AIM OF THE TASK. When you set down the entries, keep every word exactly as it is but drop the pictures.

Top of PROVIDED INFORMATION

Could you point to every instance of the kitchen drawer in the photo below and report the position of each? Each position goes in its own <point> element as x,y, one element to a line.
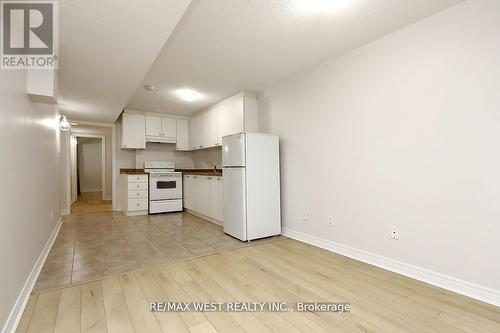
<point>138,178</point>
<point>137,204</point>
<point>138,187</point>
<point>137,194</point>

Bottom of PROVIDED INFORMATION

EXERCISE SOLUTION.
Could you point to every instance of the kitchen drawer in the photo below and report the position of each? Each position goes in its own <point> element as x,y, one element to a line.
<point>138,178</point>
<point>137,204</point>
<point>138,187</point>
<point>137,194</point>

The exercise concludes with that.